Required task 1
Update the film summary by reproducing everything from "The film featured" down to "way to Moscow.", with "sovkhoz" replaced by "state farm".
Required task 2
Recast every line of the listing as a Markdown table with the columns Row and Line, giving each line its row number and omitting blank lines.

Excerpt provided

A Girl with Character () is a 1939 Soviet comedy film directed by Konstantin Yudin.

The film featured acting debuts of Mikhail Gluzsky and Anatoly Solovyov.

Plot
The best farm worker Katya Ivanova travels to the district center, in search of truth and the possibility of punishing the director-bureaucrat Meshkov, who collapsed the once prosperous work in the Far East animal-breeding sovkhoz. On the way to the station, Katya manages to catch and pass over a saboteur to the border guards. She then rides the train without a ticket to write a complaint, which means that she has to work as a waitress in the dining car on the way to Moscow. 

On the train, Katya meets a sailor Sergei, but upon arrival in Moscow they lose each other. Katya is employed as a saleswoman in a fur shop and after that at a factory of gramophone records. At the same time she actively convinces female work colleagues to go to the Far East.

Recorded information
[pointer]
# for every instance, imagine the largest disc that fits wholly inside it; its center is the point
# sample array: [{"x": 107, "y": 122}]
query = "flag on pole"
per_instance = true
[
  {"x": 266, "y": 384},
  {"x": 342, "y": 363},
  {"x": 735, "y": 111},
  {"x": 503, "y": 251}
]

Worked answer 1
The film featured acting debuts of Mikhail Gluzsky and Anatoly Solovyov.

Plot
The best farm worker Katya Ivanova travels to the district center, in search of truth and the possibility of punishing the director-bureaucrat Meshkov, who collapsed the once prosperous work in the Far East animal-breeding state farm. On the way to the station, Katya manages to catch and pass over a saboteur to the border guards. She then rides the train without a ticket to write a complaint, which means that she has to work as a waitress in the dining car on the way to Moscow.

Worked answer 2
| Row | Line |
|---|---|
| 1 | [pointer] |
| 2 | # for every instance, imagine the largest disc that fits wholly inside it; its center is the point |
| 3 | # sample array: [{"x": 107, "y": 122}] |
| 4 | query = "flag on pole" |
| 5 | per_instance = true |
| 6 | [ |
| 7 |   {"x": 266, "y": 384}, |
| 8 |   {"x": 342, "y": 363}, |
| 9 |   {"x": 735, "y": 111}, |
| 10 |   {"x": 503, "y": 251} |
| 11 | ] |